Output the rows from the very first line through the line containing "(1199, 179)", both included, as a numbered list with blank lines omitted.

+ + + + +

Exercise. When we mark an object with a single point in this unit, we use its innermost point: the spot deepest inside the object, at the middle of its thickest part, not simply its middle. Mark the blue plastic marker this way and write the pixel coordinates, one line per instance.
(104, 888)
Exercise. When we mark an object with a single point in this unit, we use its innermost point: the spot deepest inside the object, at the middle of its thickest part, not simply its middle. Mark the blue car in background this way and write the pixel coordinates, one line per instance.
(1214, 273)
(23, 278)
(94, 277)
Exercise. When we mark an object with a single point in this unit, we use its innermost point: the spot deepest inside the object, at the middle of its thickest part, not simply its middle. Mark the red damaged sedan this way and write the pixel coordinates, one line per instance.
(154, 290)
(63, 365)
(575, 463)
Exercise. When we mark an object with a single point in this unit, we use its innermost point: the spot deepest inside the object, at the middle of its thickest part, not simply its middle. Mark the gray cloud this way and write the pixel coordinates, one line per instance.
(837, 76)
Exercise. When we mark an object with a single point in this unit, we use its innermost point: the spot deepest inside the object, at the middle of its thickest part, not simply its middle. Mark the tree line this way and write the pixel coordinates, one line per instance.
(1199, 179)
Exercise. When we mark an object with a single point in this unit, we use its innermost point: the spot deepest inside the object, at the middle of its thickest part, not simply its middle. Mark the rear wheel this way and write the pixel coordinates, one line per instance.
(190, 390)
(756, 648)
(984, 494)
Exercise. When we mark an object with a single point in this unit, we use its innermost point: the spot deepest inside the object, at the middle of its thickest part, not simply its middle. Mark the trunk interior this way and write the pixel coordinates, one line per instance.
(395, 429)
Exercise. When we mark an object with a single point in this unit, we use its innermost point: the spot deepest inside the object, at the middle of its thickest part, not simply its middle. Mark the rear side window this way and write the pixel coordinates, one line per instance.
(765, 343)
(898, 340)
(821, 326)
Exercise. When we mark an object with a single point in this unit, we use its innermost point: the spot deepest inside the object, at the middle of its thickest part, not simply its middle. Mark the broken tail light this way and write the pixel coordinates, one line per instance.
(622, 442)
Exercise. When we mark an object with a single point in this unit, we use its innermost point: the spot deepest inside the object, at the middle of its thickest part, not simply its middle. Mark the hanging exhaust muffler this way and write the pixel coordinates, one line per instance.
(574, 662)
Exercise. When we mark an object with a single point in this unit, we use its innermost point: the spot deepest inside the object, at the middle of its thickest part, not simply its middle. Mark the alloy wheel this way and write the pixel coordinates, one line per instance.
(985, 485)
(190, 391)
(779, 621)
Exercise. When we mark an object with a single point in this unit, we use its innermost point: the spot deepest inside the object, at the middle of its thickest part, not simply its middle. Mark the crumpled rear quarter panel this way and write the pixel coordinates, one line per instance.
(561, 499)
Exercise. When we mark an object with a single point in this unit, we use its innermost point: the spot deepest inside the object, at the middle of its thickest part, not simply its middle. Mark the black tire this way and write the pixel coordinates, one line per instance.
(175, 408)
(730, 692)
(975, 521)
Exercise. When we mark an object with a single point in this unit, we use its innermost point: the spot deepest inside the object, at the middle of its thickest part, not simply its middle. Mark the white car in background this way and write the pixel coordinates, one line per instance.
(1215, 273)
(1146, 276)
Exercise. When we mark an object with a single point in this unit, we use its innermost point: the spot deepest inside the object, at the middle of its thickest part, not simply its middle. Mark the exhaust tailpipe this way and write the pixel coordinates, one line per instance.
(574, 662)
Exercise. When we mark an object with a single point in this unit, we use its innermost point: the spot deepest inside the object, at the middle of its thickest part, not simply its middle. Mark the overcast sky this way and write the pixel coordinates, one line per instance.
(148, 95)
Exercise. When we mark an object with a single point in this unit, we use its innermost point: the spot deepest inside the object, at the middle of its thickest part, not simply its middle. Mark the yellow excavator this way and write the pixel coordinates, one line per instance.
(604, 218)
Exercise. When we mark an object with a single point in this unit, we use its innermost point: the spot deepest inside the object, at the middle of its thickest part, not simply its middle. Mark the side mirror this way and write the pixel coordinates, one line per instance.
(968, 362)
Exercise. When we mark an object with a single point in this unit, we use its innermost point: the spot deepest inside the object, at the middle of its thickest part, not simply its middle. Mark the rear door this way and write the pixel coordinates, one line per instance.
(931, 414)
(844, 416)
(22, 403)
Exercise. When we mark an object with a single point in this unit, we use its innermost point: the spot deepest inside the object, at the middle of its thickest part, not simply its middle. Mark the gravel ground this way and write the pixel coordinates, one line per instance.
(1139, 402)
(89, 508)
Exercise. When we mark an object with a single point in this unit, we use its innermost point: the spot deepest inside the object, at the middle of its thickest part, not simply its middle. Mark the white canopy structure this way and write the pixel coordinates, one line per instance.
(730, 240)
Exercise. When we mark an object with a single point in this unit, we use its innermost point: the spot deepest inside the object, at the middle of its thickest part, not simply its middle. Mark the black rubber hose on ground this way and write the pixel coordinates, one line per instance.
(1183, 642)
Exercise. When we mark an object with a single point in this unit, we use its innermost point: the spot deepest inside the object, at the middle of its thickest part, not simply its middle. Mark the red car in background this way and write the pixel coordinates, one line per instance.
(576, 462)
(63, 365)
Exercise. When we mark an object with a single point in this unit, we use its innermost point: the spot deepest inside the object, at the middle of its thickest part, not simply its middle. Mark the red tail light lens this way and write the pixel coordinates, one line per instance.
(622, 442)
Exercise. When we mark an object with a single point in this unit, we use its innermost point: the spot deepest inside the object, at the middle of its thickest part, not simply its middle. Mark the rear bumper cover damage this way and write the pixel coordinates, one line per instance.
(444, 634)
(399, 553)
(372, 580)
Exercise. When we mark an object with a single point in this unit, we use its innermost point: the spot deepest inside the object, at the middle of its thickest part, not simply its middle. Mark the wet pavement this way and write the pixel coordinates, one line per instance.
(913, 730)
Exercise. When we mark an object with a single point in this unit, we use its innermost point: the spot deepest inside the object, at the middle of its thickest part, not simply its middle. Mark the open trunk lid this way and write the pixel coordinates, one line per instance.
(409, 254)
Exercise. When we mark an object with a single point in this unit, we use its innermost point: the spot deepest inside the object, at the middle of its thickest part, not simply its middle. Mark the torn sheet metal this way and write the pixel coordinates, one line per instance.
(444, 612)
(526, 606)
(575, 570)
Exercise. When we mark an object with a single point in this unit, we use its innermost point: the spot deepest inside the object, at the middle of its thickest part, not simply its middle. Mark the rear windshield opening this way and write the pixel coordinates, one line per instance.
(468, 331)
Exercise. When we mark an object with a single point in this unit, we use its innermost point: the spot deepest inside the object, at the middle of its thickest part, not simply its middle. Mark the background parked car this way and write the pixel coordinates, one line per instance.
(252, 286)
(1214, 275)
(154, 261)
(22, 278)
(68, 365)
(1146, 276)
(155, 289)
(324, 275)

+ + + + +

→ **SOLUTION TO THIS TASK**:
1. Exercise. When we mark an object with a single point in this unit, we use its innermost point: the spot deepest inside the object, at the middle of its thickest part, not simply its middle. Mark the blue plastic marker this way and write the pixel coordinates, one line per instance.
2. (104, 888)
3. Exercise. When we mark an object with a single point in this unit, we use its innermost point: the spot deepest inside the object, at the middle of its thickest part, not simply its middle. Mark the blue car in background this way and write the pixel coordinates, one line per instance.
4. (1214, 273)
5. (23, 278)
6. (94, 277)
7. Exercise. When we mark an object with a single point in this unit, we use its innermost point: the spot deepest inside the object, at the middle of its thickest part, not simply its middle. Mark the red damaged sedan this way and write the pixel coordinates, one line per instance.
8. (154, 290)
9. (63, 365)
10. (575, 463)
11. Exercise. When we mark an object with a single point in this unit, we use its innermost point: the spot deepest inside the object, at the middle of its thickest part, not simply its middle. Mark the gray cloud this way and write the pixel coordinates, one line per instance.
12. (837, 76)
13. Exercise. When we mark an object with a single point in this unit, we use its innermost point: the spot deepest inside the object, at the middle of its thickest part, not simply its middle. Mark the tree line this way and write the pixel coordinates, one line per instance.
14. (1199, 179)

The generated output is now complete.